## COMPITO DA SVOLGERE:
Riscriva le righe seguenti sostituendo in tutti i record "one instance per line" con "one instance on each line" e lasciando invariato tutto il resto.

## DATI FORNITI:
^^^^^^^^

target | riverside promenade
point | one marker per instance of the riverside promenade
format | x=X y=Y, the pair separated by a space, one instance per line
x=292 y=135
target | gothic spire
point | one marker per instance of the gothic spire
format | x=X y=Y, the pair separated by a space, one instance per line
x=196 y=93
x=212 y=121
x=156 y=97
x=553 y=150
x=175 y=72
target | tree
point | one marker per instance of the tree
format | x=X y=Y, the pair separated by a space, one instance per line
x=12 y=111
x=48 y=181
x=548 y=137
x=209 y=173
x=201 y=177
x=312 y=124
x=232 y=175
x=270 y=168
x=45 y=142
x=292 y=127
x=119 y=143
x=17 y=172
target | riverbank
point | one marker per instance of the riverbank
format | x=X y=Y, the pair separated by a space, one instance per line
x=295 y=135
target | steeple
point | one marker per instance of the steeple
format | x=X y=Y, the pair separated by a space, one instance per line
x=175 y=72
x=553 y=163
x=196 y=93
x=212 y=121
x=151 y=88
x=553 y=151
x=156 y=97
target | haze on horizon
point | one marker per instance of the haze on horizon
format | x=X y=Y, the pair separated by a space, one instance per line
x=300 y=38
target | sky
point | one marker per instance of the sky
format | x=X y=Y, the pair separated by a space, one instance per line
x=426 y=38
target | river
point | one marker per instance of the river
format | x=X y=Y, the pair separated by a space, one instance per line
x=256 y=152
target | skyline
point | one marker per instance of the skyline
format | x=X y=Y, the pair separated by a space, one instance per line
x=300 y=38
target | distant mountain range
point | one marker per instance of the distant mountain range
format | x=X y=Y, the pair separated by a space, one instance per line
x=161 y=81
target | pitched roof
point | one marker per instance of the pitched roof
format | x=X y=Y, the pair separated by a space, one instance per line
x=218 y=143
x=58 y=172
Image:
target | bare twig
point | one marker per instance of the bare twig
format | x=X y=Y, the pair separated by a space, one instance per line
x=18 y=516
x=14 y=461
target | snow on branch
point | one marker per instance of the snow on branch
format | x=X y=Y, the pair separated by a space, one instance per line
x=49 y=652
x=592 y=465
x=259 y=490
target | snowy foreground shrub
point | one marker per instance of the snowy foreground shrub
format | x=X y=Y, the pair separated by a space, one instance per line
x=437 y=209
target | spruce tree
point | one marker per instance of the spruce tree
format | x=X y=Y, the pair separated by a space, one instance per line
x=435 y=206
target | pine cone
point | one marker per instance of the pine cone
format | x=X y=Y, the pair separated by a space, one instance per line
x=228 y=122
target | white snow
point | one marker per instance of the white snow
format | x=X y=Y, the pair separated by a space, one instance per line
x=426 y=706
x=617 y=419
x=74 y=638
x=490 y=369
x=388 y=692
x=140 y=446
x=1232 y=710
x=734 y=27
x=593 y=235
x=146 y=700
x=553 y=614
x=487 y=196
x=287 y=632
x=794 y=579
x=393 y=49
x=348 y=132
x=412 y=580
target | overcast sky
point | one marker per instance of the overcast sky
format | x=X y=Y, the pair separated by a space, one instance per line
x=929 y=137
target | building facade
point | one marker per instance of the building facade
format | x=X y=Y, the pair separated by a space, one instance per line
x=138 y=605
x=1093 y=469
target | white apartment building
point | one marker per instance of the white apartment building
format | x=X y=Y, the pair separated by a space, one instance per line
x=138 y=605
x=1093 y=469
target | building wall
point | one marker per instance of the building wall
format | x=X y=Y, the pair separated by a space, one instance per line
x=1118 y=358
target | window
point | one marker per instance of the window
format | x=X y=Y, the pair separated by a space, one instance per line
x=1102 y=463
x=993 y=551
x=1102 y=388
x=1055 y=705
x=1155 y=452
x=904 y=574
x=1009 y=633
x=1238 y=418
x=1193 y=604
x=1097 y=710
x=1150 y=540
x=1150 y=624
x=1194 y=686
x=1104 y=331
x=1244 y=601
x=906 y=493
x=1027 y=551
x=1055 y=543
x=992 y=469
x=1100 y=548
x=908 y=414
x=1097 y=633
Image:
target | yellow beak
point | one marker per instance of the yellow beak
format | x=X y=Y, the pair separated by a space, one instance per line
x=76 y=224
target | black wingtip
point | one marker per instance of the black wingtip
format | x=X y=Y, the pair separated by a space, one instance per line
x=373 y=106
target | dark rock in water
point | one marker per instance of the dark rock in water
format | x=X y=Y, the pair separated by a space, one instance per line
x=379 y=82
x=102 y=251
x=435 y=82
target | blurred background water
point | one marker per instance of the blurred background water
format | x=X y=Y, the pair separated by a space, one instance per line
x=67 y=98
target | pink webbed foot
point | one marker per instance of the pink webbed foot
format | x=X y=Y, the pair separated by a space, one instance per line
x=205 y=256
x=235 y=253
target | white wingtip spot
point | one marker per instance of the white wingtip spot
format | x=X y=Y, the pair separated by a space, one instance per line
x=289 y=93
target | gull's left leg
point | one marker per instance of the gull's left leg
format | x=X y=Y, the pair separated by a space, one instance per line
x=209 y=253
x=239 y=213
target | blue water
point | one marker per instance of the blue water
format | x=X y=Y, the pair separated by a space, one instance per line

^^^^^^^^

## RISPOSTA AL PROBLEMA:
target | riverside promenade
point | one marker per instance of the riverside promenade
format | x=X y=Y, the pair separated by a space, one instance on each line
x=292 y=135
target | gothic spire
point | one marker per instance of the gothic spire
format | x=X y=Y, the pair separated by a space, one instance on each line
x=196 y=93
x=212 y=121
x=156 y=97
x=553 y=150
x=175 y=72
target | tree
point | one marker per instance of the tree
format | x=X y=Y, the pair separated by a space, one instance on each line
x=12 y=111
x=48 y=181
x=548 y=137
x=209 y=173
x=201 y=177
x=312 y=124
x=232 y=175
x=270 y=168
x=45 y=142
x=292 y=127
x=119 y=143
x=17 y=172
target | riverbank
point | one marker per instance of the riverbank
format | x=X y=Y, the pair separated by a space, one instance on each line
x=295 y=135
target | steeple
point | one marker per instance of the steeple
format | x=X y=Y, the pair separated by a space, one instance on each line
x=175 y=72
x=553 y=163
x=196 y=93
x=212 y=121
x=151 y=88
x=553 y=151
x=156 y=97
target | haze on horizon
point | one marker per instance of the haze on horizon
format | x=X y=Y, the pair separated by a space, one instance on each line
x=300 y=38
target | sky
point | one marker per instance of the sky
format | x=X y=Y, the pair separated by a space, one instance on each line
x=426 y=38
target | river
point | one marker per instance of the river
format | x=X y=Y, the pair separated by a space, one instance on each line
x=256 y=152
target | skyline
point | one marker per instance of the skyline
format | x=X y=Y, the pair separated by a space, one instance on each line
x=300 y=38
target | distant mountain range
point | one marker per instance of the distant mountain range
format | x=X y=Y, the pair separated by a space, one instance on each line
x=161 y=81
target | pitched roof
point | one marker per instance of the pitched roof
format | x=X y=Y, the pair separated by a space, one instance on each line
x=218 y=143
x=58 y=172
Image:
target | bare twig
point | one marker per instance of the bare twig
format | x=X y=Y, the pair separated by a space, one instance on each line
x=18 y=516
x=14 y=461
target | snow on branch
point | one marker per instance of the snow on branch
format | x=X y=Y, the pair separated by a space, one instance on each line
x=49 y=652
x=592 y=465
x=259 y=490
target | snowy foreground shrub
point | one marker per instance of the snowy foreground shrub
format | x=X y=Y, the pair separated by a space, one instance on each line
x=437 y=209
target | spruce tree
point | one marker per instance of the spruce tree
format | x=X y=Y, the pair separated by a space, one instance on each line
x=435 y=206
target | pine cone
point | one marker per instance of the pine cone
format | x=X y=Y, the pair separated by a space, one instance on each line
x=228 y=122
target | white snow
point | one marker per instance of the white snow
format | x=X y=Y, the pair separated by a space, one instance on each line
x=426 y=706
x=617 y=419
x=74 y=638
x=490 y=369
x=388 y=692
x=140 y=446
x=1232 y=710
x=734 y=27
x=593 y=235
x=146 y=700
x=553 y=614
x=487 y=196
x=287 y=632
x=794 y=579
x=393 y=49
x=348 y=132
x=412 y=580
target | overcast sky
point | one marker per instance of the overcast sky
format | x=X y=Y, the pair separated by a space, one instance on each line
x=929 y=137
target | building facade
point | one marker per instance of the building facade
format | x=X y=Y, the pair separated by a space, one instance on each line
x=138 y=605
x=1093 y=469
target | white apartment building
point | one marker per instance of the white apartment building
format | x=X y=Y, the pair separated by a space, one instance on each line
x=138 y=605
x=1093 y=469
target | building wall
point | one marker per instance of the building wall
format | x=X y=Y, the pair separated by a space, one instance on each line
x=1118 y=358
target | window
point | one marker per instance of the window
format | x=X y=Y, the pair separated by a space, one instance on each line
x=1102 y=463
x=993 y=551
x=1102 y=388
x=1055 y=705
x=1155 y=452
x=904 y=574
x=1009 y=633
x=1238 y=418
x=1193 y=604
x=1097 y=710
x=1150 y=540
x=1150 y=624
x=1194 y=686
x=1104 y=331
x=1244 y=601
x=906 y=493
x=1027 y=551
x=1055 y=543
x=992 y=469
x=1100 y=548
x=908 y=414
x=1097 y=633
Image:
target | yellow beak
point | one marker per instance of the yellow beak
format | x=X y=Y, the pair separated by a space, one instance on each line
x=76 y=224
target | black wingtip
point | one marker per instance of the black wingtip
format | x=X y=Y, the pair separated by a space, one instance on each line
x=373 y=106
target | dark rock in water
point | one marker per instance of the dark rock in water
format | x=X y=Y, the pair separated by a space, one instance on each line
x=379 y=82
x=102 y=251
x=435 y=82
target | blurred background water
point | one marker per instance of the blurred background water
format | x=X y=Y, the pair separated by a space, one instance on each line
x=67 y=98
target | pink webbed foot
point | one marker per instance of the pink webbed foot
format | x=X y=Y, the pair separated by a space, one instance on each line
x=205 y=256
x=235 y=253
target | white wingtip spot
point | one marker per instance of the white wingtip spot
format | x=X y=Y, the pair separated by a space, one instance on each line
x=289 y=93
target | gull's left leg
point | one marker per instance of the gull's left leg
format | x=X y=Y, the pair separated by a space, one instance on each line
x=209 y=253
x=239 y=213
target | blue water
point | one marker per instance of the blue water
format | x=X y=Y, the pair separated by a space, one instance on each line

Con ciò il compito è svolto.